++++ Given data
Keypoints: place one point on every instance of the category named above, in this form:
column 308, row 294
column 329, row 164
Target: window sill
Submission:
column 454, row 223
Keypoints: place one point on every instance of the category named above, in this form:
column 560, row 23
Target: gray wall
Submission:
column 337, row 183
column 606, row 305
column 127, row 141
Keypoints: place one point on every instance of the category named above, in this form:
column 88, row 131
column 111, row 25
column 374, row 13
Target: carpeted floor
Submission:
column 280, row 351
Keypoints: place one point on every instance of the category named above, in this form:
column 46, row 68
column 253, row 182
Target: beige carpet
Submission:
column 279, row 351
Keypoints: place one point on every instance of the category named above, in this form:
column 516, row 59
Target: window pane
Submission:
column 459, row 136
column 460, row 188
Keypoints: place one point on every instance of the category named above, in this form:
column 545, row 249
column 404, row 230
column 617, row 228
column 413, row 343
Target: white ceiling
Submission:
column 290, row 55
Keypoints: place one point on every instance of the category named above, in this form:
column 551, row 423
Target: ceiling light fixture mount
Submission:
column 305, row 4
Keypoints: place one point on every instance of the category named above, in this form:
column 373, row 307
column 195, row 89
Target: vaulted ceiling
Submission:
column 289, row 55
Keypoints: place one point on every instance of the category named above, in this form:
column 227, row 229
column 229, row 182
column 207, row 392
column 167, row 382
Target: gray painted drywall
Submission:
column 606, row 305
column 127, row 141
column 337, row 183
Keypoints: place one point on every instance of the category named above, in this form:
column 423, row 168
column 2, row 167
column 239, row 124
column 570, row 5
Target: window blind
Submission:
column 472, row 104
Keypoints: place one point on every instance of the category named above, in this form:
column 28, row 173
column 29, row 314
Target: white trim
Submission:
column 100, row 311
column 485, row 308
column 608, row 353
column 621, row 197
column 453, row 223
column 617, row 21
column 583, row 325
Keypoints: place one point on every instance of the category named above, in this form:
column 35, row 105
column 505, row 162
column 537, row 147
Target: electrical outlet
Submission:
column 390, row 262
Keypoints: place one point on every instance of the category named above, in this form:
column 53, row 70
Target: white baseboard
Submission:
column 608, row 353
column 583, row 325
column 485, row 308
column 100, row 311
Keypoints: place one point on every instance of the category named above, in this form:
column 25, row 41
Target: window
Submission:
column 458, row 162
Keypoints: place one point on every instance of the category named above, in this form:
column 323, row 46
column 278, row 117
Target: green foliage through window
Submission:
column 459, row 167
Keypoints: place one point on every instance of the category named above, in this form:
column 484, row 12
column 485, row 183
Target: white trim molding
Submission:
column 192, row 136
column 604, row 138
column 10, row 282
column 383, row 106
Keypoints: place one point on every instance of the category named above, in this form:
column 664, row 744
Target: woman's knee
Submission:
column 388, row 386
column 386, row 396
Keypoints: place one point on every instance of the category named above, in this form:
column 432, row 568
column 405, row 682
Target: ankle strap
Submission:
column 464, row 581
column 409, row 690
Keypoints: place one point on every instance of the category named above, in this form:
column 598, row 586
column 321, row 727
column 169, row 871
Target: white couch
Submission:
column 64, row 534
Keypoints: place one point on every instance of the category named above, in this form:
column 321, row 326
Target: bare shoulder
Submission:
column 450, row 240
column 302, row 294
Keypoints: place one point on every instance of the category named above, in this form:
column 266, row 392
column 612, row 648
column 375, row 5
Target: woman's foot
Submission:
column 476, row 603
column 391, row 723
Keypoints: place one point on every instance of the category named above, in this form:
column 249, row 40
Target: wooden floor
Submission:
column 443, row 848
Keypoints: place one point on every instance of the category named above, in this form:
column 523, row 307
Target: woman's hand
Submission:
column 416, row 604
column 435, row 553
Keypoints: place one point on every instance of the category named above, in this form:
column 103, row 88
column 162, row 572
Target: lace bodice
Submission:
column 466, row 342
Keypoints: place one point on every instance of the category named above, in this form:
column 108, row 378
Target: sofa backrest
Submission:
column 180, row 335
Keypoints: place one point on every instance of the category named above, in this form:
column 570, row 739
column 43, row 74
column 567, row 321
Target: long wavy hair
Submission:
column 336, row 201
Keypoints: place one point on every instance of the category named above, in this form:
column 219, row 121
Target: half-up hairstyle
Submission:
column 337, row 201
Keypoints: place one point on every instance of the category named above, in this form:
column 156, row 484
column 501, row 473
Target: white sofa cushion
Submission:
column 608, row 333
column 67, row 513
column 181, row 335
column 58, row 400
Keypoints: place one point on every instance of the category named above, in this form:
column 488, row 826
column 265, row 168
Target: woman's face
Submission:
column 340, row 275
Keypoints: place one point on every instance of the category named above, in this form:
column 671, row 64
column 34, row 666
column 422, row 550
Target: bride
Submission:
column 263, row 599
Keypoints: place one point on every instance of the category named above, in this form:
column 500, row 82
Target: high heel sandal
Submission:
++++++++
Select and copy every line in the rows above that contains the string "ceiling".

Target: white ceiling
Target: ceiling light fixture mount
Target: vaulted ceiling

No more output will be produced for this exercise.